Is it possible to produce a PDF with un-copyable text?

Besides converting all texts to images, one method as I know, is to destroy the Cmaps of the fonts. We can use cmap package and a special cmap file for this purpose. This cmap file is generated inside the VerbatimOut environment.

(Warning: it does not make much sense to produce un-copyable PDF. OCR is very easy today.)

% pdflatex is required
\documentclass{article}
\usepackage[resetfonts]{cmap}
\usepackage{fancyvrb}
\begin{VerbatimOut}{ot1.cmap}
%!PS-Adobe-3.0 Resource-CMap
%%DocumentNeededResources: ProcSet (CIDInit)
%%IncludeResource: ProcSet (CIDInit)
%%BeginResource: CMap (TeX-OT1-0)
%%Title: (TeX-OT1-0 TeX OT1 0)
%%Version: 1.000
%%EndComments
/CIDInit /ProcSet findresource begin
12 dict begin
begincmap
/CIDSystemInfo
<< /Registry (TeX)
/Ordering (OT1)
/Supplement 0
>> def
/CMapName /TeX-OT1-0 def
/CMapType 2 def
1 begincodespacerange
<00> <7F>
endcodespacerange
8 beginbfrange
<00> <01> <0000>
<09> <0A> <0000>
<23> <26> <0000>
<28> <3B> <0000>
<3F> <5B> <0000>
<5D> <5E> <0000>
<61> <7A> <0000>
<7B> <7C> <0000>
endbfrange
40 beginbfchar
<02> <0000>
<03> <0000>
<04> <0000>
<05> <0000>
<06> <0000>
<07> <0000>
<08> <0000>
<0B> <0000>
<0C> <0000>
<0D> <0000>
<0E> <0000>
<0F> <0000>
<10> <0000>
<11> <0000>
<12> <0000>
<13> <0000>
<14> <0000>
<15> <0000>
<16> <0000>
<17> <0000>
<18> <0000>
<19> <0000>
<1A> <0000>
<1B> <0000>
<1C> <0000>
<1D> <0000>
<1E> <0000>
<1F> <0000>
<21> <0000>
<22> <0000>
<27> <0000>
<3C> <0000>
<3D> <0000>
<3E> <0000>
<5C> <0000>
<5F> <0000>
<60> <0000>
<7D> <0000>
<7E> <0000>
<7F> <0000>
endbfchar
endcmap
CMapName currentdict /CMap defineresource pop
end
end
%%EndResource
%%EOF
\end{VerbatimOut}

\usepackage{lipsum}

\begin{document}

\lipsum

\end{document}

Luatex allows manipulating fonts in the define_font callback. Luaotfload facilitates this even more with an extra hook it installs right after the font loader has finished its job: the luaotfload.patch_font callback. Normally it is used for serious and constructive tasks like setting a couple font dimensions or ensuring backward compatibility in the data structures. Of course, it can also be abused for dirty hacks like disabling copy and paste.

At the point where the patch_font callback is applied, the font is already defined and ready to use. All necessary tables are created and put in a place where Luatex expects them. Among these is the characters table that holds preprocessed information about the glyphs. In the below code we modify the tounicode field of each glyph so that it maps to some random location within the printable ASCII range. Note that this does not affect the shape and metrics of the glyph since those are unrelated to the actual codepoint. As a consequence, the PDF will contain legible text that cannot be copied.

**WHAT YOU WILL DO**
**A)** Answer these questions from the thread on un-copyable PDF text, one line each, marked (i), (ii) and (iii):
(i) Apart from turning all text into images, what method does the first reply name?
(ii) Which engine does the first code block say is required?
(iii) In the Luatex approach, which field of each glyph is changed?
**B)** Extend the thread on un-copyable PDF text, picking up after its final sentence.

**GIVEN ENTRIES**
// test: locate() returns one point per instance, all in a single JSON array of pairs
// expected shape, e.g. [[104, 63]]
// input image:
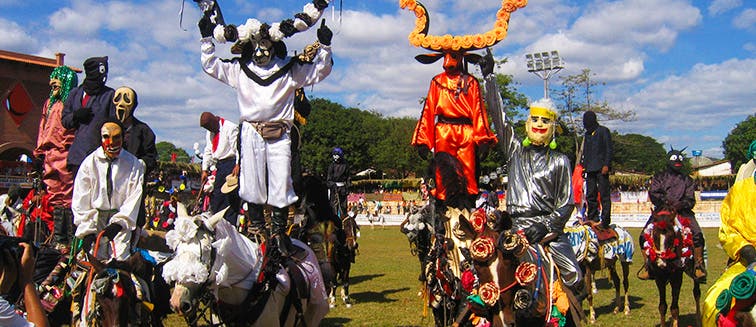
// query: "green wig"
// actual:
[[68, 80]]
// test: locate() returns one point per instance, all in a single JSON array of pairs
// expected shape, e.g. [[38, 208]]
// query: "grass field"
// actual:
[[384, 287]]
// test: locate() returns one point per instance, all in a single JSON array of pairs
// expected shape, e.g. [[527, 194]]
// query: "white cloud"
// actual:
[[722, 6], [693, 106], [15, 37], [746, 20]]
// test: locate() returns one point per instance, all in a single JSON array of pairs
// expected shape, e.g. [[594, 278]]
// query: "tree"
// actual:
[[578, 96], [638, 153], [737, 141], [166, 149]]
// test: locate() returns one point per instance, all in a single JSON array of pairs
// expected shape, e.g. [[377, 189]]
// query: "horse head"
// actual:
[[663, 240], [191, 240], [115, 291]]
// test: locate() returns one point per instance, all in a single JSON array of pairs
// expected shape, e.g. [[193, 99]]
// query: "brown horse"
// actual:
[[332, 238], [594, 255], [116, 293], [667, 244]]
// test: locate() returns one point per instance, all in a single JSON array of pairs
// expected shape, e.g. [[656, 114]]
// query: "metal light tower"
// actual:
[[545, 65]]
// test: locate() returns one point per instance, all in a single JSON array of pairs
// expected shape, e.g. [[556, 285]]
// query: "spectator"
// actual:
[[596, 161]]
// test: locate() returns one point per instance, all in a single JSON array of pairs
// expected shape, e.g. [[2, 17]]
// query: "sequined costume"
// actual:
[[540, 191], [454, 121], [735, 232]]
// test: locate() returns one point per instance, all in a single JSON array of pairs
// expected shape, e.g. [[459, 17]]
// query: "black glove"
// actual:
[[324, 34], [536, 232], [87, 242], [111, 231], [486, 64], [83, 115], [423, 151], [206, 26], [748, 255], [483, 151]]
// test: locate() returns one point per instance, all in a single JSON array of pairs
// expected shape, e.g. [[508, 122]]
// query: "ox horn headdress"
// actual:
[[253, 29], [447, 43]]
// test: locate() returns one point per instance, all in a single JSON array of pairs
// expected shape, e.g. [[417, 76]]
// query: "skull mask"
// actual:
[[125, 102], [541, 122], [111, 135], [263, 52]]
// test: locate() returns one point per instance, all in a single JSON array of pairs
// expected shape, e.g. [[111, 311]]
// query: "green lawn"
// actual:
[[384, 287]]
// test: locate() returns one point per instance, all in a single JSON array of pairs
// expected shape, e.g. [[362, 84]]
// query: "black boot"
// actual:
[[278, 224], [256, 221]]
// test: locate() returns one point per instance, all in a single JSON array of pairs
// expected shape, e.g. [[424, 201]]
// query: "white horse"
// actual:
[[210, 255]]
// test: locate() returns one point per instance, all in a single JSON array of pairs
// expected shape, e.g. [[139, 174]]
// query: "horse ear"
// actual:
[[181, 210], [215, 218]]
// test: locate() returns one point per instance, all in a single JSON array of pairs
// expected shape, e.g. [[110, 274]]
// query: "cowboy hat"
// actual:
[[232, 182]]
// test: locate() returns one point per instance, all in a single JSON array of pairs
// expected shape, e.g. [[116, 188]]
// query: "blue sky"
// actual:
[[687, 68]]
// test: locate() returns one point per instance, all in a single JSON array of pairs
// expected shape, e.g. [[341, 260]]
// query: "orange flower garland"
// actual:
[[419, 38]]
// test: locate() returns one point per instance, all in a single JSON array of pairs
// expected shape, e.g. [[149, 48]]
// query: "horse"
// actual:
[[333, 237], [212, 257], [667, 243], [595, 255], [115, 293]]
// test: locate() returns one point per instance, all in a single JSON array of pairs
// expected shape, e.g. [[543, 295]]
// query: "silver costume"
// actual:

**RESULTS FOR THE EXERCISE**
**A)**
(i) Destroying the Cmaps of the fonts.
(ii) pdflatex.
(iii) The tounicode field.

**B)**
Package file obfuscate.lua:

packagedata = packagedata or { }

local mathrandom    = math.random
local stringformat  = string.format

--- this is the callback by means of which we will obfuscate
--- the tounicode values so they map to random characters of
--- the printable ascii range (between 0x21 / 33 and 0x7e / 126)

local obfuscate = function (tfmdata, _specification)
  if not tfmdata or type (tfmdata) ~= "table" then
    return
  end

  local characters = tfmdata.characters
  if characters then
    for codepoint, char in next, characters do
      char.tounicode = stringformat ([[%0.4X]], mathrandom (0x21, 0x7e))
    end
  end
end

--- we also need some functions to toggle the callback activation so
--- we can obfuscate fonts selectively

local active = false

packagedata.obfuscate_begin = function ()
  if not active then
    luatexbase.add_to_callback ("luaotfload.patch_font", obfuscate,
                                "user.obfuscate_font", 1)
    active = true
  end
end

packagedata.obfuscate_end = function ()
  if active then
    luatexbase.remove_from_callback ("luaotfload.patch_font",
                                     "user.obfuscate_font")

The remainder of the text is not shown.